Task directions: The entries are to be repeated in full, without any change.

Records provided:
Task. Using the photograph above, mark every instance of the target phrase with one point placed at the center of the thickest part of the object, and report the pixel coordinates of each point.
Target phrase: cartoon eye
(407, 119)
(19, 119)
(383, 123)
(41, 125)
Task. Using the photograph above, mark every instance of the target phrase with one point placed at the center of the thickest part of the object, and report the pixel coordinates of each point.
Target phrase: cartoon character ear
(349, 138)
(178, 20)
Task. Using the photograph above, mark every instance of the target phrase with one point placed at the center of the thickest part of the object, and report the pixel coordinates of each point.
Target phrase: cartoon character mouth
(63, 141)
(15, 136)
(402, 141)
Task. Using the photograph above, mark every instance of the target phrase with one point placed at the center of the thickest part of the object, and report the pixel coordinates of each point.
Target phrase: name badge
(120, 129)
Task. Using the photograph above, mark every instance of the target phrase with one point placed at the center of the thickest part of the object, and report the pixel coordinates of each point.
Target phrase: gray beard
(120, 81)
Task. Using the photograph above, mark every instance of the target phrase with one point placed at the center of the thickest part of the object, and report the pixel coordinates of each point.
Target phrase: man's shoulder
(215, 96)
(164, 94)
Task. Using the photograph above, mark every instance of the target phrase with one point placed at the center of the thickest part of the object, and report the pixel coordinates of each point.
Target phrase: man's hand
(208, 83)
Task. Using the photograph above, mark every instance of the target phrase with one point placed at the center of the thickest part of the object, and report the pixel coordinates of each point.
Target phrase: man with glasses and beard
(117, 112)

Solved exercise:
Task. Using the photograph above, mark every instance of the target phrase with one point placed at the center of the thickest part of the object, and report the pixel coordinates of each point.
Target phrase: cartoon eye
(407, 119)
(19, 119)
(383, 123)
(41, 125)
Task. Using the photograph above, mark every instance of the target phrase with one point placed at the center of the thickest part of the object, and report the pixel coordinates of each point.
Target phrase: cartoon character ear
(349, 138)
(178, 20)
Task. Using the photograph above, mark every instance of the target phrase with one point placed at the center of the thickest part of the object, and report the pixel coordinates of each point.
Target phrase: cartoon character mouth
(63, 141)
(15, 136)
(402, 141)
Task. Using the photograph above, mark every instance of the target phrase with one point placed at the center of the thickest part of the object, and report the pixel coordinates of each point.
Target phrase: name badge
(120, 129)
Task. Using the photograph above, mark every instance of the target phrase with one point placed at the center of the thickest part of the object, and report the pixel coordinates of each point.
Target phrase: gray beard
(120, 81)
Task. Using the photograph above, mark every instance of the target phrase with one point placed at the center of the thickest part of the object, and report the pixel coordinates of each point.
Target phrase: man's shoulder
(215, 96)
(164, 94)
Task. Using the photograph above, mark every instance of the target phrase with one point placed at the center of the thickest part of the object, and report the pixel coordinates of each point.
Target phrase: man's hand
(208, 83)
Task. Using the photograph above, mark every instance of the target phrase with one point placed at the center of the thickest part of the object, and report the pixel coordinates of each point.
Target phrase: man with glasses and beard
(117, 112)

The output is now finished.